◆ **TASK GOAL**
Could you edit the lines below so that every "photograph" becomes "image", with everything else unchanged? Leave the pictures out of your answer.

Excerpts of bounding box data

☆ ☆ ☆ ☆ ☆ ☆ ☆

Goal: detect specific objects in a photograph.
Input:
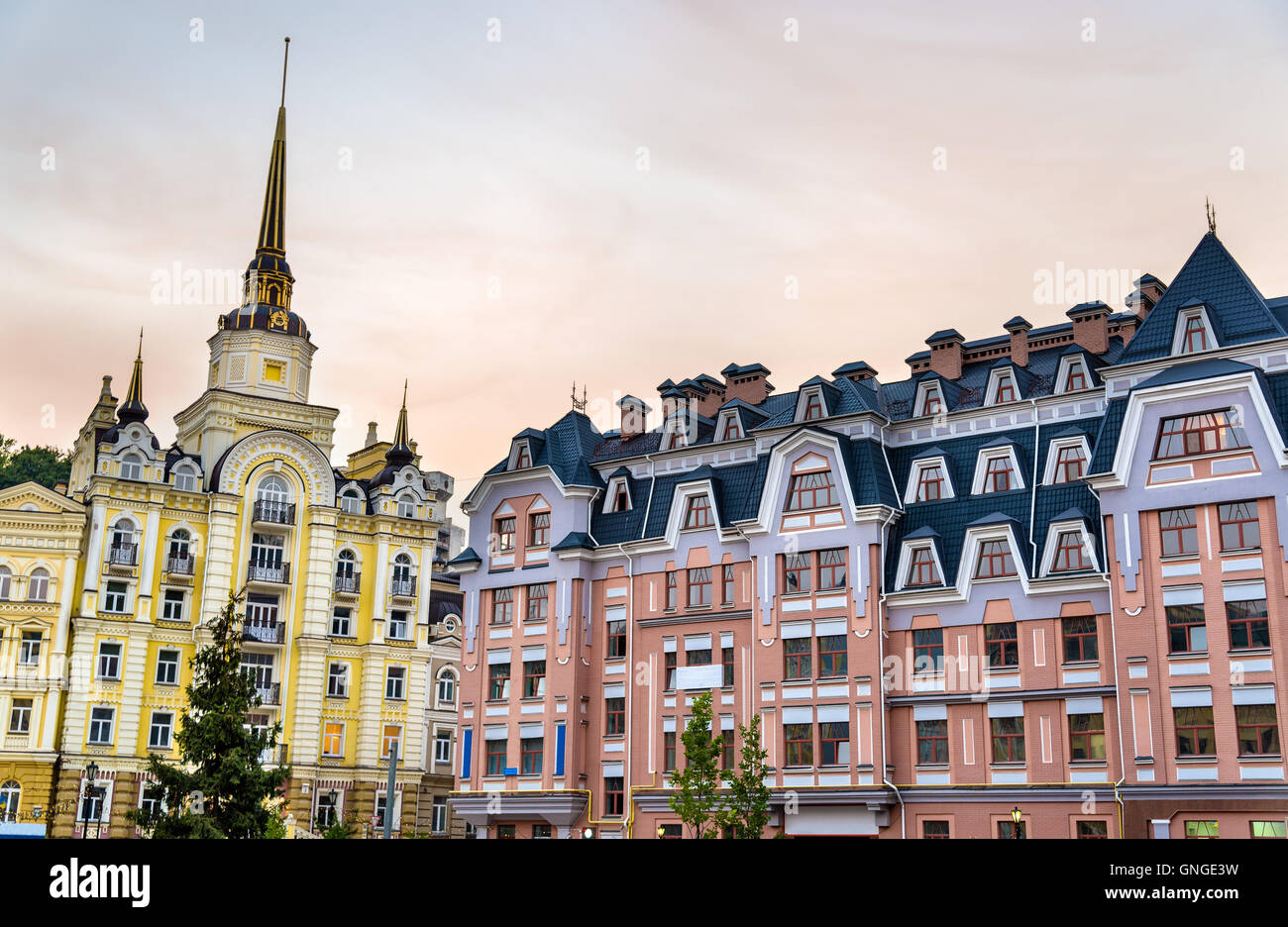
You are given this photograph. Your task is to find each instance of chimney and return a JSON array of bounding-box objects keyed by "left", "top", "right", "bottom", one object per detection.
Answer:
[
  {"left": 720, "top": 363, "right": 774, "bottom": 406},
  {"left": 926, "top": 329, "right": 966, "bottom": 380},
  {"left": 832, "top": 360, "right": 877, "bottom": 382},
  {"left": 617, "top": 395, "right": 652, "bottom": 441},
  {"left": 1002, "top": 316, "right": 1033, "bottom": 367},
  {"left": 1065, "top": 300, "right": 1109, "bottom": 355}
]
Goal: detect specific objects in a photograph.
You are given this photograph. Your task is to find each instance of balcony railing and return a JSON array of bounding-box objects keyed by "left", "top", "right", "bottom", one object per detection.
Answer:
[
  {"left": 242, "top": 622, "right": 286, "bottom": 644},
  {"left": 164, "top": 557, "right": 196, "bottom": 575},
  {"left": 331, "top": 573, "right": 362, "bottom": 595},
  {"left": 252, "top": 499, "right": 295, "bottom": 524},
  {"left": 246, "top": 561, "right": 291, "bottom": 583},
  {"left": 107, "top": 544, "right": 139, "bottom": 566}
]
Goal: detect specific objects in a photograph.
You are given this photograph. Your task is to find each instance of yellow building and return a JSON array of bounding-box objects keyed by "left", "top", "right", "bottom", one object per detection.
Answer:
[
  {"left": 0, "top": 483, "right": 85, "bottom": 836},
  {"left": 48, "top": 79, "right": 460, "bottom": 837}
]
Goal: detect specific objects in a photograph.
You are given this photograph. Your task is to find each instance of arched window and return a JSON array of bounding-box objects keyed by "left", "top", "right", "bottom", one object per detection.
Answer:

☆ ☆ ☆ ☆ ☆ ☆ ☆

◆ **SOLVED EXERCISE**
Goal: detect specific objects in a image.
Input:
You are given this image. Your task is to find each instance of chimney and return a JSON array of bounding-box objects keyed by "left", "top", "right", "bottom", one object per detection.
Answer:
[
  {"left": 720, "top": 363, "right": 774, "bottom": 406},
  {"left": 926, "top": 329, "right": 966, "bottom": 380},
  {"left": 832, "top": 360, "right": 877, "bottom": 382},
  {"left": 617, "top": 395, "right": 652, "bottom": 441},
  {"left": 1002, "top": 316, "right": 1033, "bottom": 367},
  {"left": 1065, "top": 300, "right": 1109, "bottom": 355}
]
Goal: detect specific objects in a image.
You are given this image. Your task is to find each instance of balcony railing and return a JSON array of bounding-box objects keyed by "left", "top", "right", "bottom", one object per detection.
Answer:
[
  {"left": 242, "top": 622, "right": 286, "bottom": 644},
  {"left": 164, "top": 557, "right": 196, "bottom": 575},
  {"left": 331, "top": 573, "right": 362, "bottom": 595},
  {"left": 252, "top": 499, "right": 295, "bottom": 524},
  {"left": 246, "top": 561, "right": 291, "bottom": 583},
  {"left": 107, "top": 544, "right": 139, "bottom": 566}
]
Goal: detect specific objects in a image.
You are given this image. Your task is to find each instance of yellow building and return a JSON array of bounding-box objects keyed by "left", "top", "right", "bottom", one object per detection.
Answer:
[
  {"left": 0, "top": 483, "right": 85, "bottom": 836},
  {"left": 48, "top": 79, "right": 460, "bottom": 837}
]
Goal: detect specific objects in a image.
You are given this image. Your task is to find each instance of arched window and return a JSON array of bounding-box objects keyed by "left", "top", "right", "bottom", one object per detection.
Answer:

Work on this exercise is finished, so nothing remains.